======== Text block

2023 Saudi Cup
- Location: King Abdulaziz Racetrack Riyadh, Saudi Arabia
- Date: 25 February 2023
- Distance: 1,800 metres (about 9 furlongs)
- Winning horse: Panthalassa
- Winning time: 1:50.79
- Jockey: Yutaka Yoshida [ja]
- Trainer: Yoshito Yahagi
- Owner: Hiroo Race Co., Ltd.
- Conditions: Fast
- Surface: Dirt

= 2023 Saudi Cup =

Fourth running of the Saudi Cup horse race

The 2023 Saudi Cup was a horse race that took place at King Abdulaziz Racetrack in Riyadh on 25 February 2023. It was the fourth running of the race, and the second after it was promoted to Group 1 status. The total prize money for the race was $20 million, with the winner receiving $10 million.

The race was won by Panthalassa, ridden by Japanese jockey Yutaka Yoshida.

================
======== Dataset

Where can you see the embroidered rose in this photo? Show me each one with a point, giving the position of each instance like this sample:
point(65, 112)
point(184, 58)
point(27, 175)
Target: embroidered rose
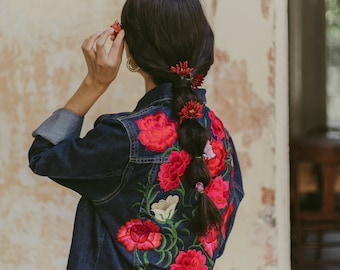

================

### Problems
A – According to the 2023 Saudi Cup text, who trained the winning horse?
B – In the 2023 Saudi Cup text, restate as a short list the paragraph beginning "The 2023 Saudi Cup was a horse race," keeping its main facts.
C – Retype the part of the 2023 Saudi Cup text starting with "The 2023 Saudi" and going on through "receiving $10 million.".
The records above are separate material, unrelated to the 2023 Saudi Cup text.

### Per-task outputs
A – Yoshito Yahagi

B –
- Held at King Abdulaziz Racetrack in Riyadh on 25 February 2023
- Fourth running of the race, and the second since its promotion to Group 1
- Total prize money of $20 million, with $10 million to the winner

C –
The 2023 Saudi Cup was a horse race that took place at King Abdulaziz Racetrack in Riyadh on 25 February 2023. It was the fourth running of the race, and the second after it was promoted to Group 1 status. The total prize money for the race was $20 million, with the winner receiving $10 million.